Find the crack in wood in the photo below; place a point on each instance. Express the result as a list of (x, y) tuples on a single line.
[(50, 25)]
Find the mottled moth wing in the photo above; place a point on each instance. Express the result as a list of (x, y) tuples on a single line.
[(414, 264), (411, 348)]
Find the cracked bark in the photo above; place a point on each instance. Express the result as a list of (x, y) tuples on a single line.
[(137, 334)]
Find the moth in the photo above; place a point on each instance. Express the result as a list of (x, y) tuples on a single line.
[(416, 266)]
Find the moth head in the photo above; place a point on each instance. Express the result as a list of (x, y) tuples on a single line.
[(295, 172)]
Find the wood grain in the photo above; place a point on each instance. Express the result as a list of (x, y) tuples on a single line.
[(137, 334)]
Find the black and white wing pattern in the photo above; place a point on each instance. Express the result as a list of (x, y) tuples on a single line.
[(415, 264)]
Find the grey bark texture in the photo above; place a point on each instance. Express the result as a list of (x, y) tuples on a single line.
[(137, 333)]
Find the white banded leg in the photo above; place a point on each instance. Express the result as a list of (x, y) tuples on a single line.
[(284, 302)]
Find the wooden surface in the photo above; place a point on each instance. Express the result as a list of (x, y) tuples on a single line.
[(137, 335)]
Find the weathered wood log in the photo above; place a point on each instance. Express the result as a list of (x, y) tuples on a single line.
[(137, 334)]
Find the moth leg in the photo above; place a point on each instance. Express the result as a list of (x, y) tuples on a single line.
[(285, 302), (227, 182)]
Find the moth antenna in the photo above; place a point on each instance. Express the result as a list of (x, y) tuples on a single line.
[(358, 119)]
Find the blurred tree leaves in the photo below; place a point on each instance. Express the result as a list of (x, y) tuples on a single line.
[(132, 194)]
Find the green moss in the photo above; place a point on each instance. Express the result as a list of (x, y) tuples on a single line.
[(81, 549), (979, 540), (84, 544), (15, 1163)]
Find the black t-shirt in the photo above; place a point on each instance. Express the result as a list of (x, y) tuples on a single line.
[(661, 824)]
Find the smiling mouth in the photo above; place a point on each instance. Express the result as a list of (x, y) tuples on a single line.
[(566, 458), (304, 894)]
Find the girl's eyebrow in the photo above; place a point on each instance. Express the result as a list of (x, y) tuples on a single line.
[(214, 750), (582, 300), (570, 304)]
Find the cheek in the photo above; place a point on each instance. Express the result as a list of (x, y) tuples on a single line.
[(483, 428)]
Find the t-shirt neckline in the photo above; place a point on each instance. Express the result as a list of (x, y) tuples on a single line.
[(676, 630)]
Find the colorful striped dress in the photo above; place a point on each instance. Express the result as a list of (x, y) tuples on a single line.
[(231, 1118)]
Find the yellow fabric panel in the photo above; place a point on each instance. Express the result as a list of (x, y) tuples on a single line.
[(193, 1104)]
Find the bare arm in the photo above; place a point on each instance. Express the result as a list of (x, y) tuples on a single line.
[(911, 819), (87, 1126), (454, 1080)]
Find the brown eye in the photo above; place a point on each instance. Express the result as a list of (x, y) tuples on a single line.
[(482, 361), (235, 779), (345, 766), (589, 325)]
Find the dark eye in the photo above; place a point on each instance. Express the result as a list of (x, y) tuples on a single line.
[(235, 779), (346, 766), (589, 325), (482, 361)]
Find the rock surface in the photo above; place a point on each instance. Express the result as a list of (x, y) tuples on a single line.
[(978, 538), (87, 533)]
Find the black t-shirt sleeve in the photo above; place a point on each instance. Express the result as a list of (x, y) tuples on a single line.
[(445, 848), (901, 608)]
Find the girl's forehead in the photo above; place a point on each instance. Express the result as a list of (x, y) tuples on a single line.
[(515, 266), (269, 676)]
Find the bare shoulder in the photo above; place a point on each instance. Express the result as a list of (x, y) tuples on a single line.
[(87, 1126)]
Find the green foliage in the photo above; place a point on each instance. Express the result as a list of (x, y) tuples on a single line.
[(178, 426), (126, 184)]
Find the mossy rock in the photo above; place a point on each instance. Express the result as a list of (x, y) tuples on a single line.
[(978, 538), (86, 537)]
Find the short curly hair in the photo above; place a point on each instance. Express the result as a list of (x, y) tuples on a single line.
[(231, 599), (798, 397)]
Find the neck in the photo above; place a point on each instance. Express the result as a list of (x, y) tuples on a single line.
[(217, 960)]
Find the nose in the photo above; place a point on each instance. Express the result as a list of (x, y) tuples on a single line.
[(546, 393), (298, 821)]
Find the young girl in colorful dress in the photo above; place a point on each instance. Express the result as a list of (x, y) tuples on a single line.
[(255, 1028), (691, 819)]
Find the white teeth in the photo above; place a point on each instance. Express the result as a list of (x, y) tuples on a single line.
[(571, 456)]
====================
* [About this exercise]:
Copy out the material word for word and line for line.

* [Exercise response]:
Find the crack in wood in the photo below; place a point on each instance. Express the result as a list of (x, y) tuples on a single line.
[(50, 25)]
Find the mottled moth wing in the photo above; place a point on each instance. Express the result as a list of (x, y) tuples on a single line.
[(414, 264), (411, 348)]
Find the cracked bark in the photo above; place a point on each instance. Express the result as a list of (x, y) tuples on a single line.
[(137, 334)]
Find the moth in the photo above; place a point on each instance. Express the result as a list of (x, y) tuples on a single line.
[(416, 266)]
Find the moth head in the photo above; place a point on each instance. Express the result as a list of (x, y) tuples on a single line.
[(295, 172)]
Find the wood grain in the photo above; place a point on each instance. Express the result as a list of (x, y) tuples on a single line.
[(137, 334)]
Find the black and white wing pattern in the photo above; place a point on each instance. Express the result as a list of (x, y) tuples on a single line.
[(415, 264)]
Find the grey bark texture in the photo above; place a point on each instance. Express the result as a list of (x, y) tuples on a single line.
[(137, 333)]
Find the white banded leg in the photo above; place a point on each instance. Express the result as a list of (x, y) tuples on a single line.
[(284, 302)]
Find the wooden surface in the photo above; place a point on each instance. Express the result as a list of (x, y) tuples on a single line.
[(137, 335)]
Find the weathered wood log in the photo above; place a point on each instance. Express the result as a list of (x, y) tuples on a single line.
[(137, 334)]
Find the moth leg in the photo above; place a point on each instance. Express the result as a list of (x, y) tuples on a single line.
[(285, 302), (227, 182)]
Find the moth antenna in the photo above; place a point on each instance. Express the result as a list of (x, y) tuples on a single line.
[(358, 119)]
Find the blurred tree leaves in the photo below; place a point on each instance. Express the result as a list of (x, y) tuples on a single line.
[(132, 194)]
Find the green moss in the photo above; place a point on each instance. Express the result as a list of (x, y) tuples on a single line.
[(81, 549), (979, 540), (84, 544), (15, 1163)]
Find the black t-shirt in the photo above; place a point on each instance. Express the result as a list of (x, y) tuples on a single line.
[(661, 824)]
Find the smiling mouth in the photo above; place a point on each instance. Express the result as a list of (x, y) tuples on a single line.
[(566, 458), (304, 894)]
Find the girl's eyebrow in the photo above; place a point on each instance. Express the result as a list of (x, y) tuples on a single line.
[(214, 750), (582, 300), (570, 304)]
Find the cheek in the photo above; place a point on each instance. Express the result as a list of (x, y) tuples on a single line.
[(483, 428)]
Find the t-shirt neckline in the photo above; place a point on each instance. Express the result as a list of (x, y) tuples on a single line.
[(676, 630)]
Find the colorful striped dress in the photo above; place a point on each instance. Express the result as a list of (x, y) tuples on a single line.
[(231, 1118)]
Find the yellow fabric panel in the photo above; place a point on each instance. Express the result as a list of (x, y) tuples on a single line.
[(193, 1104)]
Find the bare arm in the photo above; place a point on each instance. Express the result as a list of (x, y) tuples on a single line.
[(911, 819), (87, 1126), (454, 1080)]
Find the brown eye in the photo above; place a point on each instance. Express the result as a list of (x, y) tuples on a single line.
[(482, 361), (235, 779), (345, 766), (589, 325)]
Find the dark eye in the photo above; place a point on each instance. Express the result as a list of (x, y) tuples on a single line.
[(235, 779), (346, 766), (589, 325), (482, 361)]
Find the rock surface in the photo above; place a point on each instance. Express the result as a list of (x, y) tuples on a single line.
[(978, 538), (87, 533)]
Find the black t-shirt sleeve in the photo above; place a point on each instance. Express the result as a list of (x, y) tuples on a single line.
[(445, 848), (901, 608)]
Find the girl's forehead in the photo above; place a point on each instance. Express the result as a list of (x, y) tuples on a single line.
[(515, 266), (269, 676)]
Find the bare shoulder in the photo above; place a point on each instance. Express the result as a list of (x, y) tuples on a single line.
[(87, 1126)]
Find the green foliage in the photo above; place a point on each instance. Express the result as a list of (x, y) tuples on a single line.
[(178, 426), (126, 184)]
Find the mossy rock in the photo above; place a point on each instance. Express the result as a list of (x, y) tuples on a single line.
[(978, 538), (86, 537)]
Find the short curly hair in the photo above; place a point on each instance. Express the result as a list of (x, y) tuples on a single line.
[(231, 599), (798, 397)]
Find the neck in the photo above; place a point on each instance. Express the result as a list of (x, y) tuples on a single line.
[(217, 960)]
Find the nose in the photo above; place a point on each instance. Express the result as a list of (x, y) tuples on a single line.
[(546, 393), (298, 821)]
Find the young girl in colorful dress in the photo above; place a point on each instance. Express the result as a list of (x, y) tuples on a single line.
[(255, 1028), (691, 819)]
Find the white teeth in the photo above; place a point on each instance. Express the result as a list of (x, y) tuples on a single line.
[(571, 456)]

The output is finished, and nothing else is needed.